What the Researchers Tracked
At ENDO 2026, the Endocrine Society's annual meeting held June 13-16 in Chicago, Dr. Sajana Maharjan of HSHS Saint John's Hospital in Springfield, Illinois, presented a study that did something most GLP-1 research doesn't: it looked at objective movement data, not just the number on the scale.
Using the National Institutes of Health's All of Us Research Program, the team identified 753 adults with obesity who had started a GLP-1 receptor agonist — the drug class that includes semaglutide (Ozempic, Wegovy), liraglutide, dulaglutide, and tirzepatide (Mounjaro, Zepbound) — and who also had Fitbit activity data covering time both before and after they began treatment. The cohort skewed toward women (78.6%) with a mean age of 52.7, and came in with a fair amount of existing wear and tear: 81.9% reported musculoskeletal pain, 67.3% had hypertension, and 48.1% had type 2 diabetes.

(BRIEF A) In the study summary, how many adults with obesity did the team identify?
(BRIEF B) Copy the study summary starting with "Using the National" and going on through "type 2 diabetes.", replacing "Fitbit" with "smartwatch".

(LISTED RECORDS)
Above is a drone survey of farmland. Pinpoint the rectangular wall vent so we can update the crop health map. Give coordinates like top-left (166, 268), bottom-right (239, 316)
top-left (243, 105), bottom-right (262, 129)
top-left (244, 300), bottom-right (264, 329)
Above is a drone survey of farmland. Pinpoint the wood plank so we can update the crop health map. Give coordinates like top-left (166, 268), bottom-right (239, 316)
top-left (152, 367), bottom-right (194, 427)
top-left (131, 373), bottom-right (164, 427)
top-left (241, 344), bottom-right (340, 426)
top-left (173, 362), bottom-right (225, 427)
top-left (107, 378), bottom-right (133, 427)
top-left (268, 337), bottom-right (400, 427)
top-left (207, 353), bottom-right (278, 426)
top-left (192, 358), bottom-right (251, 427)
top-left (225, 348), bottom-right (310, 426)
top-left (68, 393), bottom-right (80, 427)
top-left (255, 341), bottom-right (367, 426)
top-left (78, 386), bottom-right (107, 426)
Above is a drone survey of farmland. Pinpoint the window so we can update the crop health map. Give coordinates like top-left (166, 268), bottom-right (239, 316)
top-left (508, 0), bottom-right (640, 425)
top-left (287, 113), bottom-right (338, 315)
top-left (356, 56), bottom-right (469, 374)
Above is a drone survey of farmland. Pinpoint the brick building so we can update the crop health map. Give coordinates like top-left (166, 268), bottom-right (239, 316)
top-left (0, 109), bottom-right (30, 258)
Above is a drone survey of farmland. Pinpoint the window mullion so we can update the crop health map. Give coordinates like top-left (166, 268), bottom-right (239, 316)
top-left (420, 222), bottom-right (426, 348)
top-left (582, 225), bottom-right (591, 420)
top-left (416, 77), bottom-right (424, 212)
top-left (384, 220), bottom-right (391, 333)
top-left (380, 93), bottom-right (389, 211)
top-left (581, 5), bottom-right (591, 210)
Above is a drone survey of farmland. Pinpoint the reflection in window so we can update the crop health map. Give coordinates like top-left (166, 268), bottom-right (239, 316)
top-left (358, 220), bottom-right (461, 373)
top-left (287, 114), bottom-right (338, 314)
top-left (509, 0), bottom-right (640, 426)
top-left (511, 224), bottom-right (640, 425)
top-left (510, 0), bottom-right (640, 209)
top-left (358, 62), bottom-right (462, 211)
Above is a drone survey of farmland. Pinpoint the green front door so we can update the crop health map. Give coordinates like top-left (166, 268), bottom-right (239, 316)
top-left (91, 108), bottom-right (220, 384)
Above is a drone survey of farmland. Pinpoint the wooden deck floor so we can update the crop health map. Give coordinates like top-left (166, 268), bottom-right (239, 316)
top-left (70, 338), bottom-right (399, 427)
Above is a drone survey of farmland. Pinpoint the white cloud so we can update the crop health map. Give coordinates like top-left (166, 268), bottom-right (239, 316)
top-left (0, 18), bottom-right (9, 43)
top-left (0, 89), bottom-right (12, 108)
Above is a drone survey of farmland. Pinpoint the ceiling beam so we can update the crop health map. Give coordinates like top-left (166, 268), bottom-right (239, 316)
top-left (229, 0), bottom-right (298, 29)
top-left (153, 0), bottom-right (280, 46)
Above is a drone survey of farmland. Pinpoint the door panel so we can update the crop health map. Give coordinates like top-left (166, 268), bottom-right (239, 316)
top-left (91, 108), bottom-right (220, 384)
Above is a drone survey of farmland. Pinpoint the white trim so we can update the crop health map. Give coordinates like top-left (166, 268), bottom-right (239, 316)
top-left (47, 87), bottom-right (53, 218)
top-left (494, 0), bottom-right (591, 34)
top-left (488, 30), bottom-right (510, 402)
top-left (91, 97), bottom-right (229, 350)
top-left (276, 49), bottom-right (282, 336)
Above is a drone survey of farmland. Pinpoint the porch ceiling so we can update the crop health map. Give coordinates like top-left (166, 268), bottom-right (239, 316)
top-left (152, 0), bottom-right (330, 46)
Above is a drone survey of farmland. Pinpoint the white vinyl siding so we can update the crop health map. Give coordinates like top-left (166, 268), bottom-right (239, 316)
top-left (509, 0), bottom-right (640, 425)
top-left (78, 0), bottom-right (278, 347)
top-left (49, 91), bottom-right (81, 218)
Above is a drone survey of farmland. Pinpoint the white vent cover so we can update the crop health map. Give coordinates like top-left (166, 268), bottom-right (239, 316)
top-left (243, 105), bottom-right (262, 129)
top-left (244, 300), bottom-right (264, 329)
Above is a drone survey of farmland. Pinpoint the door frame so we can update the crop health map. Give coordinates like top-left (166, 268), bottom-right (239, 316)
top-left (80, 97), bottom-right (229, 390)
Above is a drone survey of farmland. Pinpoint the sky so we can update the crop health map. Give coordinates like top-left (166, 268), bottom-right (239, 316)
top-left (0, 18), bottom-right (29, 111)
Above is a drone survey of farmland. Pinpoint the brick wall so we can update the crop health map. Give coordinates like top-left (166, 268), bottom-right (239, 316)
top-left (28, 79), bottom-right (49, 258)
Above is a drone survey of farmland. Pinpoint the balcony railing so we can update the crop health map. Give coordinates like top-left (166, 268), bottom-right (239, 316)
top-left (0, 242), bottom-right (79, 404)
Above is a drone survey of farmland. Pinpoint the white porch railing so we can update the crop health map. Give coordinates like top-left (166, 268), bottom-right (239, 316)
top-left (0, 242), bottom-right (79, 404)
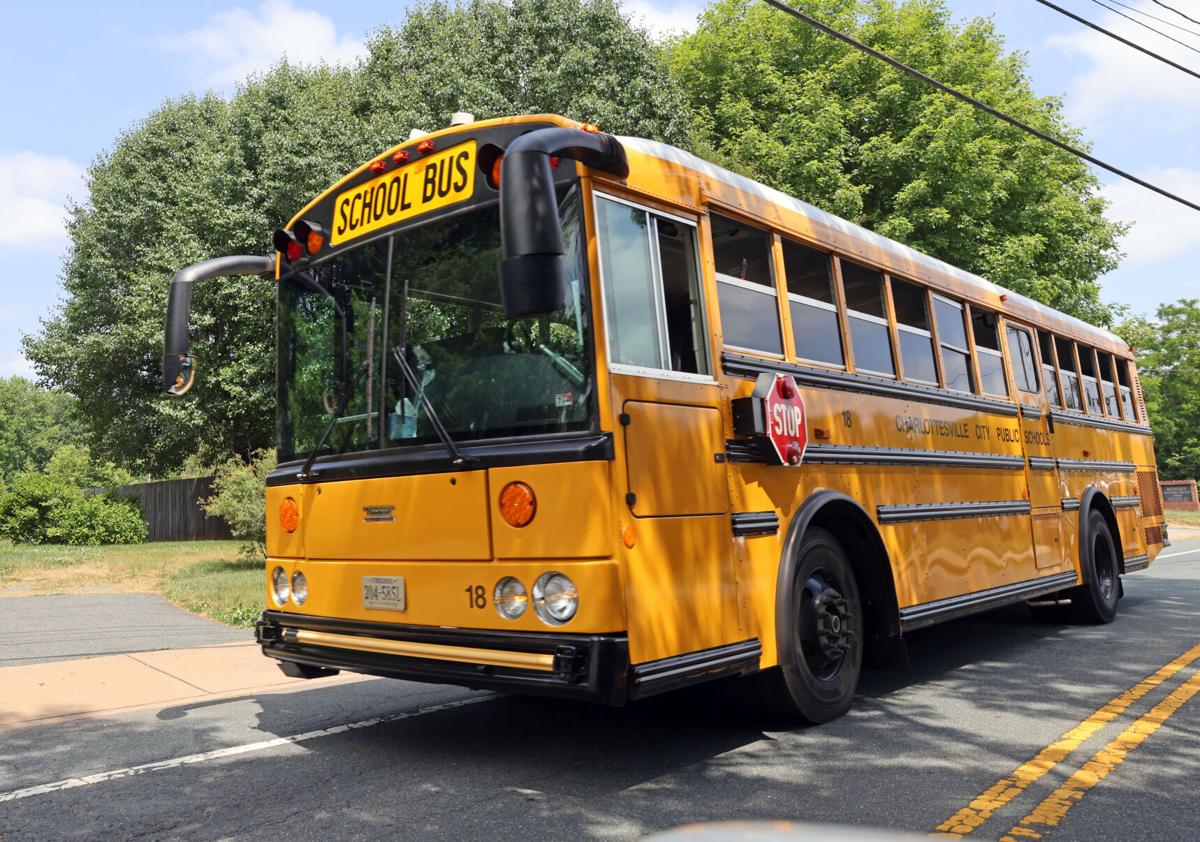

(ANSWER AREA A) 753

(ANSWER AREA B)
Using the National Institutes of Health's All of Us Research Program, the team identified 753 adults with obesity who had started a GLP-1 receptor agonist — the drug class that includes semaglutide (Ozempic, Wegovy), liraglutide, dulaglutide, and tirzepatide (Mounjaro, Zepbound) — and who also had smartwatch activity data covering time both before and after they began treatment. The cohort skewed toward women (78.6%) with a mean age of 52.7, and came in with a fair amount of existing wear and tear: 81.9% reported musculoskeletal pain, 67.3% had hypertension, and 48.1% had type 2 diabetes.